Content starts

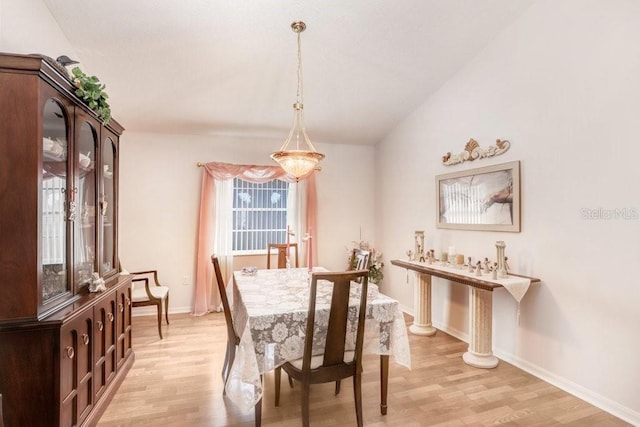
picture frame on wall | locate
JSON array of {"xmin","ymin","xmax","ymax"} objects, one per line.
[{"xmin": 436, "ymin": 160, "xmax": 521, "ymax": 232}]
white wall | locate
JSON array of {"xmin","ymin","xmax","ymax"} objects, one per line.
[
  {"xmin": 118, "ymin": 131, "xmax": 375, "ymax": 312},
  {"xmin": 0, "ymin": 0, "xmax": 78, "ymax": 60},
  {"xmin": 377, "ymin": 0, "xmax": 640, "ymax": 423}
]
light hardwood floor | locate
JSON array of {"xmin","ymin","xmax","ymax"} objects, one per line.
[{"xmin": 98, "ymin": 313, "xmax": 629, "ymax": 426}]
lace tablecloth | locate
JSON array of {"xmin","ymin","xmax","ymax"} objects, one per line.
[{"xmin": 225, "ymin": 267, "xmax": 411, "ymax": 413}]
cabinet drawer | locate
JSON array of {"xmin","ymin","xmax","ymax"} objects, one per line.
[
  {"xmin": 93, "ymin": 291, "xmax": 117, "ymax": 401},
  {"xmin": 116, "ymin": 283, "xmax": 133, "ymax": 367},
  {"xmin": 60, "ymin": 310, "xmax": 94, "ymax": 427}
]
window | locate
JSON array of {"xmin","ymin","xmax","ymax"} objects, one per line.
[{"xmin": 232, "ymin": 178, "xmax": 289, "ymax": 253}]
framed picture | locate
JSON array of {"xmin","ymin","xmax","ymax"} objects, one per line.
[{"xmin": 436, "ymin": 160, "xmax": 520, "ymax": 232}]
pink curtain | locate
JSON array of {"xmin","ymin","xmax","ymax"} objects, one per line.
[{"xmin": 193, "ymin": 162, "xmax": 317, "ymax": 316}]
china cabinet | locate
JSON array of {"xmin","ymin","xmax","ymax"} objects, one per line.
[{"xmin": 0, "ymin": 52, "xmax": 133, "ymax": 426}]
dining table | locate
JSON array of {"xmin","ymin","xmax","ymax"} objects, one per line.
[{"xmin": 224, "ymin": 266, "xmax": 411, "ymax": 419}]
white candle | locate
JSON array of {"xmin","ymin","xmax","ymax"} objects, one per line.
[
  {"xmin": 448, "ymin": 246, "xmax": 456, "ymax": 256},
  {"xmin": 286, "ymin": 225, "xmax": 290, "ymax": 250},
  {"xmin": 307, "ymin": 228, "xmax": 313, "ymax": 271}
]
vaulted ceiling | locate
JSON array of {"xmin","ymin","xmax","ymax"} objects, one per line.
[{"xmin": 43, "ymin": 0, "xmax": 533, "ymax": 145}]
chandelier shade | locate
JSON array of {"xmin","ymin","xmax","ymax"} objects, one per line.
[
  {"xmin": 271, "ymin": 149, "xmax": 325, "ymax": 179},
  {"xmin": 270, "ymin": 21, "xmax": 325, "ymax": 179}
]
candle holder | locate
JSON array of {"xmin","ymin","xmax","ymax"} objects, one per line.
[
  {"xmin": 414, "ymin": 231, "xmax": 424, "ymax": 261},
  {"xmin": 495, "ymin": 241, "xmax": 508, "ymax": 278},
  {"xmin": 440, "ymin": 251, "xmax": 448, "ymax": 266}
]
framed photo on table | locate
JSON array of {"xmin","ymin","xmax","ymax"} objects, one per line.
[{"xmin": 436, "ymin": 160, "xmax": 520, "ymax": 232}]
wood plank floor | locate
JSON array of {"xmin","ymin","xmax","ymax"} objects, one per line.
[{"xmin": 98, "ymin": 313, "xmax": 629, "ymax": 426}]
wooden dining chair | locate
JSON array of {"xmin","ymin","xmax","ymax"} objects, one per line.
[
  {"xmin": 349, "ymin": 249, "xmax": 370, "ymax": 283},
  {"xmin": 130, "ymin": 270, "xmax": 170, "ymax": 339},
  {"xmin": 274, "ymin": 269, "xmax": 370, "ymax": 427},
  {"xmin": 267, "ymin": 243, "xmax": 299, "ymax": 269},
  {"xmin": 211, "ymin": 255, "xmax": 241, "ymax": 396}
]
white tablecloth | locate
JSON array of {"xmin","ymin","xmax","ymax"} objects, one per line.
[{"xmin": 225, "ymin": 267, "xmax": 411, "ymax": 413}]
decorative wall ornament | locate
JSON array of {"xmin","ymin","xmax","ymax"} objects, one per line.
[{"xmin": 442, "ymin": 138, "xmax": 510, "ymax": 166}]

Content ends

WHAT TO PRODUCE:
All of the records need to be restated word for word, but not the pictures.

SOLUTION FOR THIS TASK:
picture frame on wall | locate
JSON array of {"xmin","ymin","xmax","ymax"} objects, one per line.
[{"xmin": 436, "ymin": 160, "xmax": 521, "ymax": 232}]
white wall | locate
JSON array of {"xmin","ymin","xmax","ymax"} objects, one per line.
[
  {"xmin": 118, "ymin": 131, "xmax": 375, "ymax": 312},
  {"xmin": 0, "ymin": 0, "xmax": 78, "ymax": 60},
  {"xmin": 377, "ymin": 0, "xmax": 640, "ymax": 423}
]
light hardwood floor | locate
JSON array of {"xmin","ymin","xmax","ymax"} objects, one per line.
[{"xmin": 98, "ymin": 313, "xmax": 629, "ymax": 426}]
lace tablecloth | locate
JSON array of {"xmin","ymin","xmax","ymax"} objects, one per line.
[{"xmin": 225, "ymin": 267, "xmax": 411, "ymax": 413}]
cabinet drawer | locate
JSON array of {"xmin","ymin","xmax","ymax"} objects, one per line.
[
  {"xmin": 93, "ymin": 291, "xmax": 117, "ymax": 401},
  {"xmin": 116, "ymin": 283, "xmax": 133, "ymax": 367},
  {"xmin": 60, "ymin": 310, "xmax": 94, "ymax": 427}
]
window | locate
JSON array of {"xmin","ymin","xmax","ymax"} objects, one per line.
[{"xmin": 232, "ymin": 178, "xmax": 289, "ymax": 253}]
framed picture | locate
JSON array of {"xmin","ymin","xmax","ymax"} objects, one per line.
[{"xmin": 436, "ymin": 160, "xmax": 520, "ymax": 232}]
pink curtain | locate
JSON array of {"xmin","ymin","xmax","ymax"} objects, one per line.
[{"xmin": 193, "ymin": 162, "xmax": 317, "ymax": 316}]
china cabinet | locate
JSON array of {"xmin","ymin","xmax","ymax"} objects, one per line.
[{"xmin": 0, "ymin": 52, "xmax": 133, "ymax": 426}]
dining table | locate
JSON array of {"xmin","ymin","xmax","ymax"} objects, one per line.
[{"xmin": 224, "ymin": 266, "xmax": 411, "ymax": 419}]
white candle | locate
JSON array of {"xmin","ymin","xmax","ymax"} objects, one per line.
[
  {"xmin": 448, "ymin": 246, "xmax": 456, "ymax": 256},
  {"xmin": 286, "ymin": 225, "xmax": 290, "ymax": 250},
  {"xmin": 307, "ymin": 228, "xmax": 313, "ymax": 271}
]
vaulted ceiling | locate
JSON array of {"xmin","ymin","xmax","ymax"} objects, one per line.
[{"xmin": 43, "ymin": 0, "xmax": 533, "ymax": 145}]
chandelier shade | locate
JSON array of {"xmin","ymin","xmax","ymax"} objects, one per line.
[
  {"xmin": 271, "ymin": 149, "xmax": 325, "ymax": 179},
  {"xmin": 270, "ymin": 21, "xmax": 325, "ymax": 179}
]
candle holder | locate
JSON array of {"xmin","ymin","xmax","ymax"} objects, one per line.
[
  {"xmin": 414, "ymin": 231, "xmax": 424, "ymax": 261},
  {"xmin": 495, "ymin": 241, "xmax": 508, "ymax": 278},
  {"xmin": 440, "ymin": 251, "xmax": 448, "ymax": 266}
]
framed photo on table | locate
JSON array of {"xmin","ymin","xmax","ymax"} objects, one per line.
[{"xmin": 436, "ymin": 160, "xmax": 520, "ymax": 232}]
wood plank floor | locate
JSON array of {"xmin","ymin","xmax","ymax"} objects, one per line.
[{"xmin": 98, "ymin": 313, "xmax": 629, "ymax": 426}]
wooden dining chair | locate
JSON array of {"xmin","ymin","xmax","ymax"} objects, one per line.
[
  {"xmin": 349, "ymin": 249, "xmax": 370, "ymax": 283},
  {"xmin": 130, "ymin": 270, "xmax": 170, "ymax": 339},
  {"xmin": 274, "ymin": 269, "xmax": 370, "ymax": 427},
  {"xmin": 267, "ymin": 243, "xmax": 299, "ymax": 269},
  {"xmin": 211, "ymin": 255, "xmax": 241, "ymax": 396}
]
white tablecloth | locate
JSON array of {"xmin","ymin","xmax","ymax"} objects, one per line.
[{"xmin": 225, "ymin": 267, "xmax": 411, "ymax": 413}]
decorative wall ornament | locate
JSON array of {"xmin","ymin","xmax","ymax"} objects, one per line.
[{"xmin": 442, "ymin": 138, "xmax": 510, "ymax": 166}]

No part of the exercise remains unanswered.